*** Opening of Selected passage ***

Scientists have determined that a tiny freshwater organism known as the “bdelloid rotifer” gave up sex 40 million years ago. 

 

And you thought the spark had gone out of your marriage.

 

While various weird organisms such as nuns and Andy Warhol have claimed to be asexual, the bdelloid rotifers have actually pulled it off. 

 

I know I’m only 54 words into this article, but did I mention that all bdelloid rotifers are female?

 

That’s right.  The bdelloid rotifers have created an all-female, sex-free society—and they consider that evolution. 

 

You can imagine the pillow talk between the last male bdelloid rotifer and his significant other:

 

MALE BDR:  (nuzzling nose into female bdelloid rotifer’s hair) Ummm . . .

 

FEMALE BDR:  What are you doing?

 

MALE BDR:  I just want to snuggle . . .

 

FEMALE BDR:  Yeah right.  Go to sleep.

 

MALE BDR:  We never have sex anymore!

 

FEMALE BDR:  You say that like it’s a bad thing.

 

According to two Harvard University scientists, bdelloid rotifers can withstand dessication at any life stage and “spring back into action after being dried out.” 

 

My question is–how do Harvard scientists know these things?  Have they been watching in secret for forty million years?  Don’t they have classes to teach, papers to grade, and coeds to ply with Mateus rosé wine and Andrew Marvell’s To His Coy Mistress?

*** Close of Selected passage ***
*** Opening of Extracted material ***

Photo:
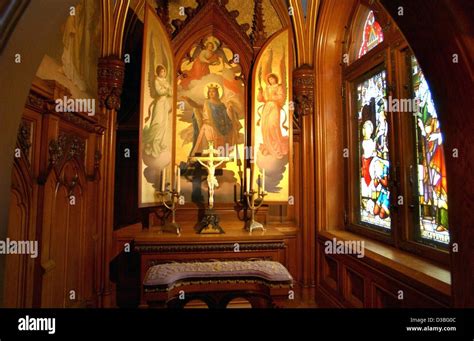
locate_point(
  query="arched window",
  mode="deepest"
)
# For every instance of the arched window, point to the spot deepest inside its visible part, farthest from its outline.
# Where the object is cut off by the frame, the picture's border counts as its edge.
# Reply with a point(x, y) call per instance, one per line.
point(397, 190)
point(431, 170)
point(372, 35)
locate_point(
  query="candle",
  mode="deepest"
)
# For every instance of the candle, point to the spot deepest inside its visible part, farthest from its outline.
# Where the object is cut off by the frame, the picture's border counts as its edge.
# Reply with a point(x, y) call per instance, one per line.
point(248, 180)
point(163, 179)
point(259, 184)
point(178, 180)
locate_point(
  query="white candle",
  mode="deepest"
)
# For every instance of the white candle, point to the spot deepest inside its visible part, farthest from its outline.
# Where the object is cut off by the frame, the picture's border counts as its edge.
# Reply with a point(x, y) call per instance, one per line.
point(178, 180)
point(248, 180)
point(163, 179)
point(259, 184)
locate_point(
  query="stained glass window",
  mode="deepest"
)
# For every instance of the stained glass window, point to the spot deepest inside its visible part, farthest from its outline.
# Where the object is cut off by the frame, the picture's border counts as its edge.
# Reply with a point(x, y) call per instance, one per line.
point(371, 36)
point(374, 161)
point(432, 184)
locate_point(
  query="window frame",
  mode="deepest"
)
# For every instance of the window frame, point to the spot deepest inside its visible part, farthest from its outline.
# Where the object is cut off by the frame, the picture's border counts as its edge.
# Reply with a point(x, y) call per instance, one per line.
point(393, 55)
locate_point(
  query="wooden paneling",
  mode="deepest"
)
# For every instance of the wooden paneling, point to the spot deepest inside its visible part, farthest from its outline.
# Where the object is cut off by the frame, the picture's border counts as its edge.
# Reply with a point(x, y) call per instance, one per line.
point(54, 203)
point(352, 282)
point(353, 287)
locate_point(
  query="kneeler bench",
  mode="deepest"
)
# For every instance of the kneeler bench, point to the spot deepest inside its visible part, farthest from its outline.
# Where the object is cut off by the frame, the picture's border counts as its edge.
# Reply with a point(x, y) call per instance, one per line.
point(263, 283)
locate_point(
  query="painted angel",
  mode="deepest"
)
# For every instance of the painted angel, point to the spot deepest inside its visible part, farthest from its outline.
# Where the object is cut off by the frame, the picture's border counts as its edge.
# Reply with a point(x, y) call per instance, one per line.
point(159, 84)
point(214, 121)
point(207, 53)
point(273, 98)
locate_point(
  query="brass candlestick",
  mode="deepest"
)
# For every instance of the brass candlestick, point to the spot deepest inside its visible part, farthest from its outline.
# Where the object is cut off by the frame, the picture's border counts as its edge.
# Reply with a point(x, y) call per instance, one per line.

*** Close of Extracted material ***

Exercise requirements –
1 – Answer these questions from the rotifer article:
(a) How long ago did the bdelloid rotifer give up sex?
(b) Which university are the two scientists from?
(c) What brand of wine does the writer name?
2 – In the rotifer article, list every line the female rotifer speaks in the imagined dialogue.
3 – Does each statement agree with the rotifer article? Answer yes or no and quote the words that decide it.
(a) Every bdelloid rotifer is female.
(b) Bdelloid rotifers cannot survive being dried out.
(c) The writer raises the all-female point after about 100 words.
The records were taken from a separate source.

List of solutions –
1 –
(a) 40 million years ago
(b) Harvard University
(c) Mateus rosé

2 –
- What are you doing?
- Yeah right. Go to sleep.
- You say that like it's a bad thing.

3 –
(a) Yes: "all bdelloid rotifers are female"
(b) No: "can withstand dessication at any life stage"
(c) No: "I know I’m only 54 words into this article"